Im Jahr 2005 wurde die Ehe geschieden. Mangels Zugewinn des Ehemannes war die Ehefrau ausgleichspflichtig. Bei ihr wurde das Grundstück im Endvermögen unter Abzug des unentgeltlichen Wohnrechts sowie der Pflegeleistungen berücksichtigt. Diese Verpflichtung wurde durch das OLG auf den Übertragungszeitpunkt 1998 und nicht den Endvermögensstichtag abgezinst. Im Anfangsvermögen ist die Zuwendung des Klägers an die Beklagte nicht berücksichtigt worden.
Mit der zugelassenen Revision begehrte die Beklagte erfolglos Klageabweisung mit der Begründung, die Zuwendung des Klägers an sie sei als privilegiertes Anfangsvermögen nach § 1374 Abs. 2 BGB zu berücksichtigen.
Entscheidung
Der BGH hielt die Revision für unbegründet und bestätigte das Urteil der Vorinstanz.
Er verwies zunächst auf seine bisherige Rechtsprechung, wonach Zuwendungen, die ein Ehegatte dem anderen erbringe, nicht von § 1374 Abs. 2 BGB erfasst seien, und zwar unabhängig davon, ob es sich dabei um Schenkungen oder unbenannte Zuwendungen handele (vgl. auch BGH BGHZ 101, 65, 69 ff. = FamRZ 1987, 791 mit ausführlicher Würdigung des Streitstandes; v. 10.7.1991 - XII ZR 114/89, FamRZ 1991, 1169, 1171).
Die in § 1374 Abs. 2 BGB normierten Ausnahmen vom schematischen Prinzip des Ausgleichs aller in der Ehe erzielten Vermögenszuwächse seien dadurch gekennzeichnet, dass der Ehegatte des Erwerbers eines Vermögensgegenstandes zu dessen "privilegiertem" Erwerb nicht beigetragen habe und er deshalb an diesem Erwerb auch nicht über den Zugewinnausgleich partizipieren solle. Dieser Gedanke treffe auf Zuwendungen, die ein Ehegatte dem anderen erbringe, jedoch nicht zu. Der Gegenstand solcher Zuwendungen stamme - im Gegenteil - gerade aus dem Vermögen des anderen Ehegatten (Johannsen/Henrich/Jaeger, Familienrecht, 5. Aufl., § 1374 BGB Rz. 31). Würden diese Zuwendungen über den Zugewinn nicht ausgeglichen, bestünde ansonsten die Gefahr, dass oftmals außerhalb des Güterrechts über das Rechtsinstitut des Wegfalls der Geschäftsgrundlage eine Abwicklung erfolgen müsse.
Auch auf Verfügungen, die einen künftigen erbrechtlichen Erwerb antizipierten, seien diese Gedanken übertragbar.

Extrahierte Daten -
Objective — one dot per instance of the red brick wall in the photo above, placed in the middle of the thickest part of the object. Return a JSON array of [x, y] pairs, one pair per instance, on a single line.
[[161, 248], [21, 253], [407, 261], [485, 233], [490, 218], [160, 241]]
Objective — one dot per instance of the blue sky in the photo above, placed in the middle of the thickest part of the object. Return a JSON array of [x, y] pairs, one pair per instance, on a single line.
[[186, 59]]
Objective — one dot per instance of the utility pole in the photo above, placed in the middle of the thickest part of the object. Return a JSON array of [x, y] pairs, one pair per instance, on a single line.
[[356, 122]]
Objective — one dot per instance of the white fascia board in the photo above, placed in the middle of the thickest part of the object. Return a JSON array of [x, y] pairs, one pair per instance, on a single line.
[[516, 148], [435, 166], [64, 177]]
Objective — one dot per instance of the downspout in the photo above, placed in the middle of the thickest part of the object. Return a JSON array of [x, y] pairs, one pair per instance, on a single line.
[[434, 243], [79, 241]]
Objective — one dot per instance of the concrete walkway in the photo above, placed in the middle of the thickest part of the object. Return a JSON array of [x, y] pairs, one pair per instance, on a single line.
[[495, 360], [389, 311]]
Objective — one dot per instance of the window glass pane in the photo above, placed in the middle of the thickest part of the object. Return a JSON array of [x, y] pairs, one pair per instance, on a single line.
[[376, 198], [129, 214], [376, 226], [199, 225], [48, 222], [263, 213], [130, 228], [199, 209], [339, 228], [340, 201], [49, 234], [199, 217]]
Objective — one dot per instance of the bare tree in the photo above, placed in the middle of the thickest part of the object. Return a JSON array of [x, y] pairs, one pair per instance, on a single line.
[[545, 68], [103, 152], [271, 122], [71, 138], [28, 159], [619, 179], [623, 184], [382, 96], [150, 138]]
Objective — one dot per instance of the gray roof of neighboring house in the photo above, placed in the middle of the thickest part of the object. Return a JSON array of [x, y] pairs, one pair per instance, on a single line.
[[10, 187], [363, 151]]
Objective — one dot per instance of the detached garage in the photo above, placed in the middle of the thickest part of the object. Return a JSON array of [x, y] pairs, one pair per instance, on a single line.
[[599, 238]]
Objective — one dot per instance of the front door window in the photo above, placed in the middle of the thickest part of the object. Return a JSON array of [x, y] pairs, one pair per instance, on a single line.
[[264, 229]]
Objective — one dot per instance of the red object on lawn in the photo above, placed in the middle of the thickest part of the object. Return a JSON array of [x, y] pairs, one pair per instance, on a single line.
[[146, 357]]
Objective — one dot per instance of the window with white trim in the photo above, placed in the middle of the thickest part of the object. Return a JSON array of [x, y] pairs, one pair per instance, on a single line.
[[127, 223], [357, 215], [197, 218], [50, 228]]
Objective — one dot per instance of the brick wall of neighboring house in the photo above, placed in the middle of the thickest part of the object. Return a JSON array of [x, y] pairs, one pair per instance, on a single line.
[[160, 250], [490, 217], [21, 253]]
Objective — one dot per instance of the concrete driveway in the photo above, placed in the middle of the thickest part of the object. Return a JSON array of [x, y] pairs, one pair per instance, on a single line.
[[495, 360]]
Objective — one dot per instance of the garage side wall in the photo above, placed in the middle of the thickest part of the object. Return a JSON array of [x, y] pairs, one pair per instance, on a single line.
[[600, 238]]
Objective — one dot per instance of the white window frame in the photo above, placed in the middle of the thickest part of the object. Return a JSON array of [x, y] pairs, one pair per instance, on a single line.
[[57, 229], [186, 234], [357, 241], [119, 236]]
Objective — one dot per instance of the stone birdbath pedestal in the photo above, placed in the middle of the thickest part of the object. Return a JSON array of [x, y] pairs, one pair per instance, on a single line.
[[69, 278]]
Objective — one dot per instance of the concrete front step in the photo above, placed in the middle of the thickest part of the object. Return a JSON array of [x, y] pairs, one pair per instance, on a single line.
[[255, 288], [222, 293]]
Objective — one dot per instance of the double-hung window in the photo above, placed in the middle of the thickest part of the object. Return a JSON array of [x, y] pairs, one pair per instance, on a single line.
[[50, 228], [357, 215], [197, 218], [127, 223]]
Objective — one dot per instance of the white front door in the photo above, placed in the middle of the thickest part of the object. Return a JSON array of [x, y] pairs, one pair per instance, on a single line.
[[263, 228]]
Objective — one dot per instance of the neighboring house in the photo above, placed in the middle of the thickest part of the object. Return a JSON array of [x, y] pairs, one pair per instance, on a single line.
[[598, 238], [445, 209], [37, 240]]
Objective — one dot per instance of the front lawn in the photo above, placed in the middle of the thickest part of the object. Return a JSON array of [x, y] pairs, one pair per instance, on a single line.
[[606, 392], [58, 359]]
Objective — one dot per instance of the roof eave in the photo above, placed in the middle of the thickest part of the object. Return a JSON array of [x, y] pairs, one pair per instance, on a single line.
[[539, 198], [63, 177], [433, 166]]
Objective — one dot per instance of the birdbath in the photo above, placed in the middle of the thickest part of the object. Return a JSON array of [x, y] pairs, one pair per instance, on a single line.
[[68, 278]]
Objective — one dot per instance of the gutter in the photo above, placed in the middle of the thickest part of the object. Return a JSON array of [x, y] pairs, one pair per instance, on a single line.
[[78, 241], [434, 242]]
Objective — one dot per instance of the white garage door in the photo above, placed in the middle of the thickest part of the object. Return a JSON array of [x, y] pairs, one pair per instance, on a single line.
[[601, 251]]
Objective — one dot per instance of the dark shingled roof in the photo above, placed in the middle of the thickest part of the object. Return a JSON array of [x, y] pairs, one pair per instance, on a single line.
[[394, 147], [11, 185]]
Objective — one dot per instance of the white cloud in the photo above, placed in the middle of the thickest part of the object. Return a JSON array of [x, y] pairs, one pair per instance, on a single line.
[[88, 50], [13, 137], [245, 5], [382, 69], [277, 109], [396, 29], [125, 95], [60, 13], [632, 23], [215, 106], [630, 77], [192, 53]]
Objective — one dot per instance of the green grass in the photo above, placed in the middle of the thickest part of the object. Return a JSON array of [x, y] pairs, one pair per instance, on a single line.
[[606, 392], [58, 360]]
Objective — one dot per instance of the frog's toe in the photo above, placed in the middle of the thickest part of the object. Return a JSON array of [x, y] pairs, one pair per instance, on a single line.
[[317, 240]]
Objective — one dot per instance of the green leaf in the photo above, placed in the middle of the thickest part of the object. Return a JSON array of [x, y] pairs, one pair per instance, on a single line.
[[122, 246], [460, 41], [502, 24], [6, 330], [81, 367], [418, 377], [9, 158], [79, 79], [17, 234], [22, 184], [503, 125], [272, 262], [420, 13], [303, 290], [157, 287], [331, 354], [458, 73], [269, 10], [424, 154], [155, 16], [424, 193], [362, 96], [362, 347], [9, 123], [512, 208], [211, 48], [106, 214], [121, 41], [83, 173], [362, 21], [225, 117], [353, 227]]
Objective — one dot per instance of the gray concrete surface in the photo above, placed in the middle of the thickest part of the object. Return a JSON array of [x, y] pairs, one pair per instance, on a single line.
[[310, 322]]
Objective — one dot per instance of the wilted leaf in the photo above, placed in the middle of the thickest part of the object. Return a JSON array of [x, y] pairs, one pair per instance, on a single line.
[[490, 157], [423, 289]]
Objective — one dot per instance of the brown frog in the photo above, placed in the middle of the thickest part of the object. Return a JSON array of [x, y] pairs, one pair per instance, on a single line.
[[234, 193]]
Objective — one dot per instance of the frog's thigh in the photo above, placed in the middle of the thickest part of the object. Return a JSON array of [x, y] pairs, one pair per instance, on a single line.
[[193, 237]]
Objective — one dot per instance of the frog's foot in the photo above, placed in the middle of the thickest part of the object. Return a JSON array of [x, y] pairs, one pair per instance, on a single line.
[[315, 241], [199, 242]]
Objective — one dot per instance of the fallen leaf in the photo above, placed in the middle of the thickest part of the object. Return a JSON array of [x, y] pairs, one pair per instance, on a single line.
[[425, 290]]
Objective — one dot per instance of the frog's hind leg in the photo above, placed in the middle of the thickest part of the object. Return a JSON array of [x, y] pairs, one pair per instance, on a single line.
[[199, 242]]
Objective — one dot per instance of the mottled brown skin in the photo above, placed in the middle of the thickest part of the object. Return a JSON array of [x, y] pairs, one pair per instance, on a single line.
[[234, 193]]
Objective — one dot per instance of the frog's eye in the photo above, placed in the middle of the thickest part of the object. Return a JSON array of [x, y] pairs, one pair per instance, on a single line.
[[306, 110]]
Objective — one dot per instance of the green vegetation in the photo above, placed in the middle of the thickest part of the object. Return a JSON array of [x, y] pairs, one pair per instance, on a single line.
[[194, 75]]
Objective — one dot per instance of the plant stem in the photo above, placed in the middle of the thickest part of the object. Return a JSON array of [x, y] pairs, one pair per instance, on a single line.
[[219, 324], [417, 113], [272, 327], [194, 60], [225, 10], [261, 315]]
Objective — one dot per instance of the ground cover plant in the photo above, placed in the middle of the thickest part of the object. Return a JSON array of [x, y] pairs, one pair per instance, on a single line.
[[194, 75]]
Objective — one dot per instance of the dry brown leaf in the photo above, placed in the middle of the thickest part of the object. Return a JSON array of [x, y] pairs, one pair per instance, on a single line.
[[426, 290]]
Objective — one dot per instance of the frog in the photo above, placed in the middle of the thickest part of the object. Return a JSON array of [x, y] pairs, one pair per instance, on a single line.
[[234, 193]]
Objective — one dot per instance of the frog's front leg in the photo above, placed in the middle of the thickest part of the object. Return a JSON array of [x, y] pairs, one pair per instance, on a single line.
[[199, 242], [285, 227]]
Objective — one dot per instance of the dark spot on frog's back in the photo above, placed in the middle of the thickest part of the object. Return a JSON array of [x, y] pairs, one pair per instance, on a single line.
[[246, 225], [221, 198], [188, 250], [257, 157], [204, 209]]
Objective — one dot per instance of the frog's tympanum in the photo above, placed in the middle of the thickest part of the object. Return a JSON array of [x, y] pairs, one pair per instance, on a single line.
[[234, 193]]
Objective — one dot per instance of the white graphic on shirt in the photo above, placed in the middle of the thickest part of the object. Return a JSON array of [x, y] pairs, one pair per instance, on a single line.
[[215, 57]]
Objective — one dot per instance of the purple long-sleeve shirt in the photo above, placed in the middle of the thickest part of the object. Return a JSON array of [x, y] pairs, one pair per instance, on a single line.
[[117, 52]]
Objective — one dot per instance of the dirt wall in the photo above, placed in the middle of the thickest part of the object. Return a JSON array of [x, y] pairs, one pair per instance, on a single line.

Aufgaben -
1 - Prüfe, ob die Aussagen (a) bis (c) mit dem Ausgangstext übereinstimmen. Antworte jeweils mit Ja oder Nein und belege dies mit den entscheidenden Worten des Textes als wörtlichem Zitat.
(a) Der BGH gab der Revision der Beklagten statt.
(b) Die Ehe wurde im Jahr 2005 geschieden.
(c) Nach der Rechtsprechung des BGH fallen Zuwendungen zwischen Ehegatten nur dann nicht unter § 1374 Abs. 2 BGB, wenn es sich um unbenannte Zuwendungen handelt.
2 - Überführe in der Auflistung die Zeilen von der Zeile mit „Objective — one dot per instance of the concrete front“ bis zur Zeile mit „[[263, 228]]“, beide eingeschlossen, in eine Markdown-Tabelle mit den Spalten „Nr.“ und „Zeile“. Leerzeilen bleiben dabei unberücksichtigt.

Lösungen -
1 -
(a) Nein: „Der BGH hielt die Revision für unbegründet und bestätigte das Urteil der Vorinstanz.“
(b) Ja: „Im Jahr 2005 wurde die Ehe geschieden.“
(c) Nein: „nicht von § 1374 Abs. 2 BGB erfasst seien, und zwar unabhängig davon, ob es sich dabei um Schenkungen oder unbenannte Zuwendungen handele“

2 -
| Nr. | Zeile |
|---|---|
| 1 | Objective — one dot per instance of the concrete front step in the photo above, placed in the middle of the thickest part of the object. Return a JSON array of [x, y] pairs, one pair per instance, on a single line. |
| 2 | [[255, 288], [222, 293]] |
| 3 | Objective — one dot per instance of the double-hung window in the photo above, placed in the middle of the thickest part of the object. Return a JSON array of [x, y] pairs, one pair per instance, on a single line. |
| 4 | [[50, 228], [357, 215], [197, 218], [127, 223]] |
| 5 | Objective — one dot per instance of the white front door in the photo above, placed in the middle of the thickest part of the object. Return a JSON array of [x, y] pairs, one pair per instance, on a single line. |
| 6 | [[263, 228]] |